BEGIN Record set
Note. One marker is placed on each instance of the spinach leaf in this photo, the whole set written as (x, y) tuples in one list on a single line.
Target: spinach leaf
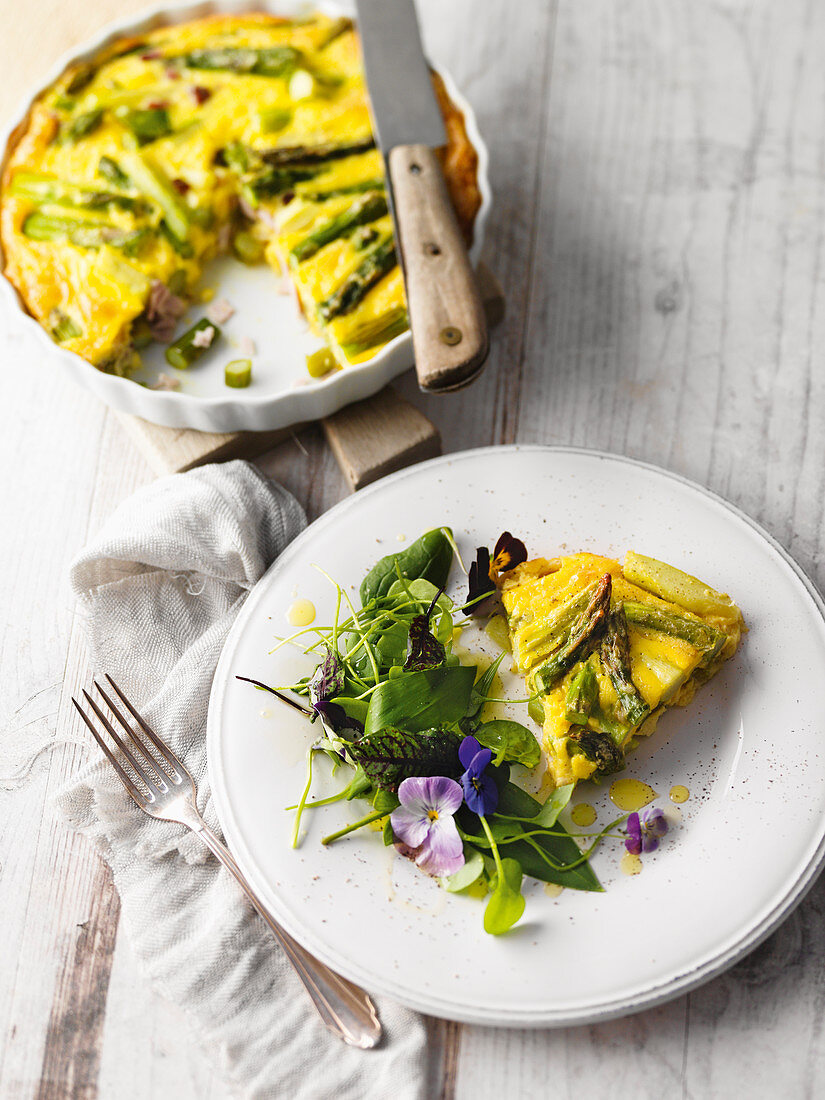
[(418, 701), (506, 904), (465, 876), (482, 686), (546, 855), (509, 740), (429, 557), (389, 756), (562, 850)]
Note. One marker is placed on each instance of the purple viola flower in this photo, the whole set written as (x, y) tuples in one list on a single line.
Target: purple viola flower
[(645, 832), (425, 825), (481, 792)]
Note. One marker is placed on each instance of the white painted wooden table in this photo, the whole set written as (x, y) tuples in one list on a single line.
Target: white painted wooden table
[(659, 173)]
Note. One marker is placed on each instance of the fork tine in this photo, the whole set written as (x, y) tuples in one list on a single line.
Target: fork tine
[(163, 776), (165, 751), (122, 774), (140, 769)]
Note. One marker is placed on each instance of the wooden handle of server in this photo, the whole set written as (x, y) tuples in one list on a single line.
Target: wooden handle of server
[(446, 312)]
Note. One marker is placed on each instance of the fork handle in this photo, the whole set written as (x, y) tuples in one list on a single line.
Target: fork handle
[(344, 1008)]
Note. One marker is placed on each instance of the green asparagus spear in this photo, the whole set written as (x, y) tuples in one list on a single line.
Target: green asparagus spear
[(375, 265), (362, 211), (248, 248), (238, 374), (615, 656), (600, 748), (84, 234), (193, 343), (678, 587), (149, 178), (546, 635), (184, 249), (380, 330), (273, 182), (81, 125), (149, 124), (273, 119), (700, 635), (333, 193), (582, 695), (110, 171), (63, 327), (584, 633), (267, 61), (41, 189), (316, 154)]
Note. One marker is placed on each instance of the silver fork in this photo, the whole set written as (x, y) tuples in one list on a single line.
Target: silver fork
[(171, 795)]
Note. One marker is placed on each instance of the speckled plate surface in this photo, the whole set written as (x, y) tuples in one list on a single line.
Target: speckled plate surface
[(282, 392), (751, 838)]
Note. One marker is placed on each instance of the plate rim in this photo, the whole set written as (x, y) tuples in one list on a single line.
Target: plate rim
[(684, 981), (237, 410)]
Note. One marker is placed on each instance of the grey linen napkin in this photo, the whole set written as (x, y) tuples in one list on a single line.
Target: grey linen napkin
[(161, 585)]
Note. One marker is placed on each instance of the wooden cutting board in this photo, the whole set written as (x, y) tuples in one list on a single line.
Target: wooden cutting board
[(370, 439)]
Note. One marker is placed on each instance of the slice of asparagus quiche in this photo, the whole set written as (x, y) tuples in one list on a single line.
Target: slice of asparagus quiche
[(246, 133), (606, 649)]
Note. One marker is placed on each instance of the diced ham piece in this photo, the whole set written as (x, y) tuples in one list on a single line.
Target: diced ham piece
[(220, 310), (204, 338), (163, 311)]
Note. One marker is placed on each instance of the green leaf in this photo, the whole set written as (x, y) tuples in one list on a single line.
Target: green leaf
[(465, 876), (506, 904), (385, 801), (418, 701), (354, 707), (509, 740), (391, 756), (429, 557), (562, 851), (514, 802), (547, 855), (482, 688)]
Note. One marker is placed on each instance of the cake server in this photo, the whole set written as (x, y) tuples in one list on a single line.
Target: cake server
[(446, 315)]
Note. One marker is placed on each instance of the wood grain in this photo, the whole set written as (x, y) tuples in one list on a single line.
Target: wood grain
[(378, 436), (446, 312), (658, 228)]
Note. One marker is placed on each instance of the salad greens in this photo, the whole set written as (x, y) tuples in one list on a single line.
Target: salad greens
[(394, 703)]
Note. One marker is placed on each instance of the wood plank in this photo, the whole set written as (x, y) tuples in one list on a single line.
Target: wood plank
[(373, 438), (174, 450)]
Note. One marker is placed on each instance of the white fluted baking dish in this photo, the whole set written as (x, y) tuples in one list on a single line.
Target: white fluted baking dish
[(282, 392)]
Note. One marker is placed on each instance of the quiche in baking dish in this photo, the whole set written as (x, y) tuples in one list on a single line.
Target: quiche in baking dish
[(607, 648), (243, 132)]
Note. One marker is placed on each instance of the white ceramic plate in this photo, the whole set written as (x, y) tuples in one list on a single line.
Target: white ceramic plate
[(749, 749), (282, 393)]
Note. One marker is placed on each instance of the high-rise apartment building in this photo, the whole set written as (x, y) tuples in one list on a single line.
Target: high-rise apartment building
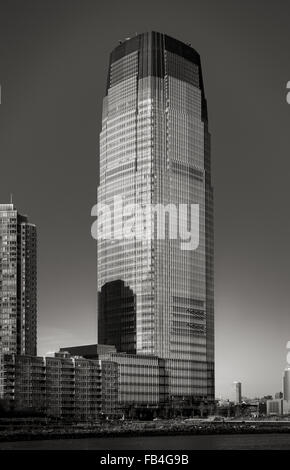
[(18, 289), (286, 384), (155, 297)]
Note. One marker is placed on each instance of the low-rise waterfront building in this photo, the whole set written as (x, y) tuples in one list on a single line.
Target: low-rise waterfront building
[(64, 386)]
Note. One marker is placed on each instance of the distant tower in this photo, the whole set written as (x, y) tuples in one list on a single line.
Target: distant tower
[(18, 301), (154, 297), (238, 392), (286, 384)]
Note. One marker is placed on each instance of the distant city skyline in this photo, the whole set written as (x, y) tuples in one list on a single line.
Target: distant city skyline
[(53, 57)]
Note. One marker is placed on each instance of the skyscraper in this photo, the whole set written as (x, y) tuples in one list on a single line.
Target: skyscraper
[(155, 149), (18, 302), (238, 392), (286, 384)]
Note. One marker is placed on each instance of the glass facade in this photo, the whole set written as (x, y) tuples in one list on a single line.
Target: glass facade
[(155, 149), (61, 386), (18, 279)]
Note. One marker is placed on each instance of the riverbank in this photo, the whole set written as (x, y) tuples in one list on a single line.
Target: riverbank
[(28, 432)]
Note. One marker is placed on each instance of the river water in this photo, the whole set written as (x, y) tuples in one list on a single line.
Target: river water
[(227, 442)]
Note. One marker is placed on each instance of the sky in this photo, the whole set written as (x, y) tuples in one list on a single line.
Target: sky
[(53, 66)]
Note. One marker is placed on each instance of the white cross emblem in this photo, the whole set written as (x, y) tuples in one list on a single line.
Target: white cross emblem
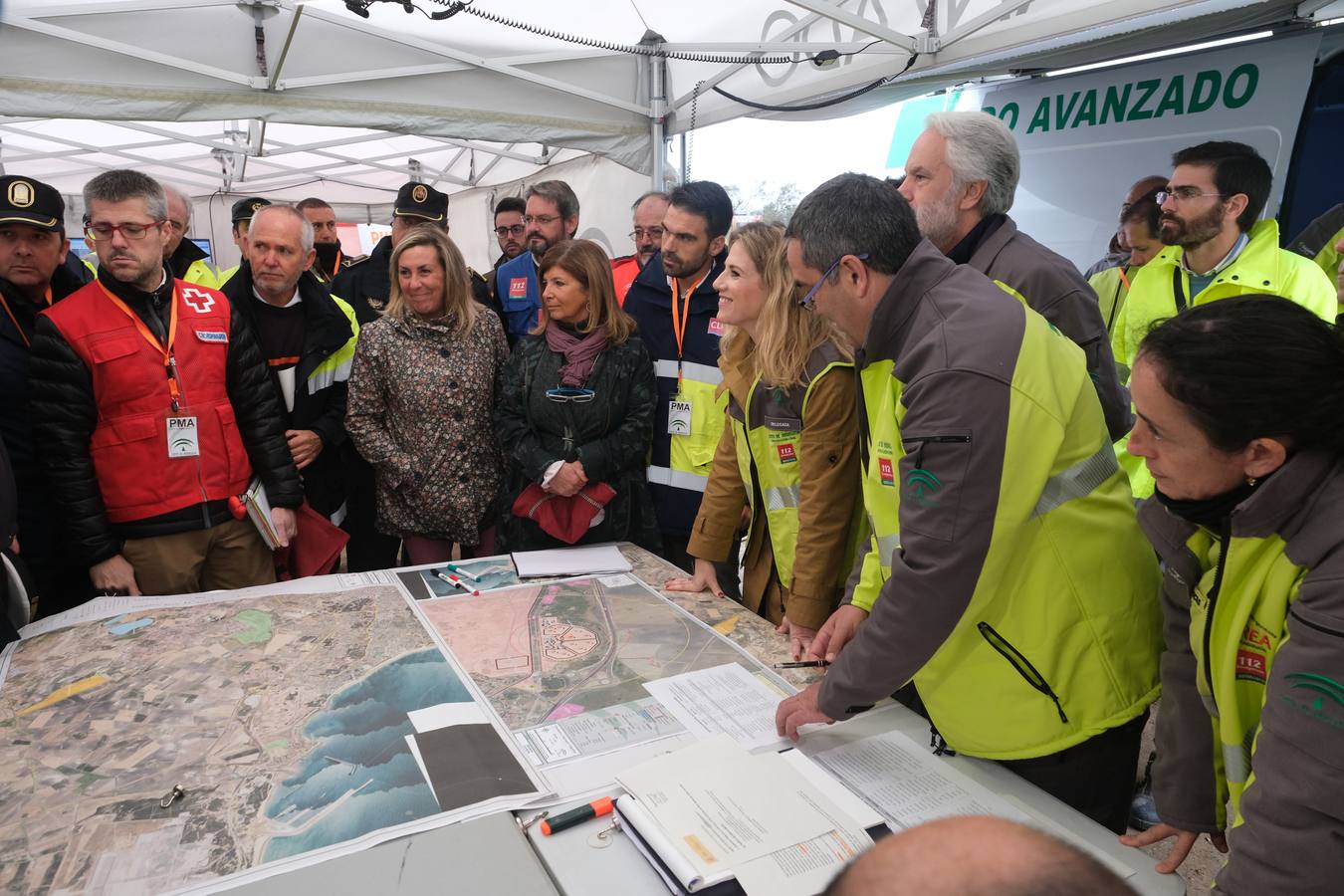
[(199, 300)]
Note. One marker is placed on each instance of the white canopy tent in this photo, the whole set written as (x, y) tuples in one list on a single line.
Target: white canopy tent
[(273, 96)]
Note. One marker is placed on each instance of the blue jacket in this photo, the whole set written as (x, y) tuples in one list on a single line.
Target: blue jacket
[(649, 303), (519, 295)]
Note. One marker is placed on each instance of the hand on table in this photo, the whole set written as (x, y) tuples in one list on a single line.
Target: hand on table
[(1179, 850), (705, 579), (799, 637), (799, 710), (837, 631)]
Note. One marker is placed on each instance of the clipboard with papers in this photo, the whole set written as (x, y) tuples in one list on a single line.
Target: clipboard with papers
[(715, 819)]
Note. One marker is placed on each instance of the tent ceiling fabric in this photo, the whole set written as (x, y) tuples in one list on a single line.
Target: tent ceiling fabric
[(330, 95)]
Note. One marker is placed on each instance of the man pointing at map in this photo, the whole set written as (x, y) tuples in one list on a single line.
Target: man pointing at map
[(153, 407)]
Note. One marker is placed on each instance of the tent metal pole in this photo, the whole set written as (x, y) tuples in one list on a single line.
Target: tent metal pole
[(657, 104)]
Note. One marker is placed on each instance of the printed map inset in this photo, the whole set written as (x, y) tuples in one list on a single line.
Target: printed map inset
[(281, 718), (566, 661)]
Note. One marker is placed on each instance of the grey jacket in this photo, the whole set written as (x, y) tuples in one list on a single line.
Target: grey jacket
[(1052, 288)]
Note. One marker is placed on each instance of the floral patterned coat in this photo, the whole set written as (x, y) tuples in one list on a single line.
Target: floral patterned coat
[(421, 411)]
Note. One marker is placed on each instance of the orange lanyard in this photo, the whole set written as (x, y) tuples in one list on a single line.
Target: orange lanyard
[(15, 320), (679, 320), (169, 361)]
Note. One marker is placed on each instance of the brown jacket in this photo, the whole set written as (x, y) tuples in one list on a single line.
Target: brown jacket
[(829, 480)]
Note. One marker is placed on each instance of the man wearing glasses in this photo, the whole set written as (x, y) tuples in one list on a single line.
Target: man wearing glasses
[(552, 218), (153, 408), (184, 258), (1214, 249), (995, 500), (648, 211)]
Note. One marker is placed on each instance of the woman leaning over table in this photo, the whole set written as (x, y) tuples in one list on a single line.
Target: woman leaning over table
[(576, 408), (425, 380), (1239, 404), (790, 449)]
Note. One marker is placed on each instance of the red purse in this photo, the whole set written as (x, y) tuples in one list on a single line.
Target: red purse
[(563, 518)]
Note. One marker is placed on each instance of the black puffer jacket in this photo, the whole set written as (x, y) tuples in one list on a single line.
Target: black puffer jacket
[(65, 415)]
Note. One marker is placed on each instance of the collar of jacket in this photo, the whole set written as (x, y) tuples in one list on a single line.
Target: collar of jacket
[(1281, 506), (705, 299), (326, 327), (889, 330), (183, 257), (983, 257), (1258, 265)]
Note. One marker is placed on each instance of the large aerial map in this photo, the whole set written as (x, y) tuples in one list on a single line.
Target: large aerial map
[(283, 720), (563, 664)]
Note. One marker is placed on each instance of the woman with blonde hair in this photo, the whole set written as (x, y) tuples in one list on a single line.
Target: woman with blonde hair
[(575, 414), (425, 380), (790, 450)]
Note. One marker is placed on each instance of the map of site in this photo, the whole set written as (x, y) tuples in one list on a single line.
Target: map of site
[(563, 662), (281, 718)]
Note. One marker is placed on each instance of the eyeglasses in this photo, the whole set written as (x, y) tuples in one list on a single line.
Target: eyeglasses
[(1186, 193), (812, 293), (570, 394), (129, 231)]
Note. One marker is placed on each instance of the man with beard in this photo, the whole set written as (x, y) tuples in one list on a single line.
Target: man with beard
[(960, 177), (648, 212), (674, 301), (330, 260), (553, 216), (184, 258), (1216, 249)]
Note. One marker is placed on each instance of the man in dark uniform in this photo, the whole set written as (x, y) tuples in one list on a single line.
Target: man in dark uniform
[(365, 284), (33, 277), (331, 260)]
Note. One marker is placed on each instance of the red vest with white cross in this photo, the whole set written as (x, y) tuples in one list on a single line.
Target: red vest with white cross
[(130, 387)]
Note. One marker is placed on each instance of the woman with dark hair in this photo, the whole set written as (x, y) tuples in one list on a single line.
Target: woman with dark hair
[(1239, 410), (575, 415), (426, 375), (1139, 223)]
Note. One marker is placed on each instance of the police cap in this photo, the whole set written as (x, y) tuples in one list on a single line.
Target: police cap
[(245, 208), (421, 200), (24, 200)]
END Record set
Task details — Set out exactly, and only, the lines between the first line of the listing and the line containing "the green asparagus", counting both, while leaving every picture out.

Solved problem —
Note. One marker is placed on each instance of the spinach leaf in this photo, the whole set written as (x, y) tuples in one list on a single line.
Target: spinach leaf
[(418, 701), (506, 904), (465, 876), (482, 686), (546, 855), (509, 740), (429, 557), (389, 756), (562, 850)]
Note. One marker is placed on each instance of the purple viola flower in this photo, the whole set written as (x, y) tuples in one list on a single line.
Target: purple viola flower
[(645, 832), (425, 825), (481, 792)]
Note. One marker is placed on each instance of the white painted wooden table in this photo, the whole set written as (x, y) tuples in one list on a single line.
Target: white painted wooden table
[(659, 173)]
Note. One marker is placed on each instance of the fork tine in this photo, the whole set written as (x, y) tuples in one list on a single line.
Target: fork tine
[(163, 776), (165, 751), (122, 774), (140, 769)]
Note. One marker is placed on each instance of the wooden handle of server in this photo, the whole set written as (x, y) tuples in one list on a single line.
Target: wooden handle of server
[(446, 312)]
Note. One marker is placed on each instance of the fork handle in this photo, the whole set written as (x, y) tuples in one list on a single line.
Target: fork handle
[(344, 1008)]
Note. One marker is placed on each instance of the green asparagus spear in this photo, the whole set written as (x, y) tuples in one list on a single line.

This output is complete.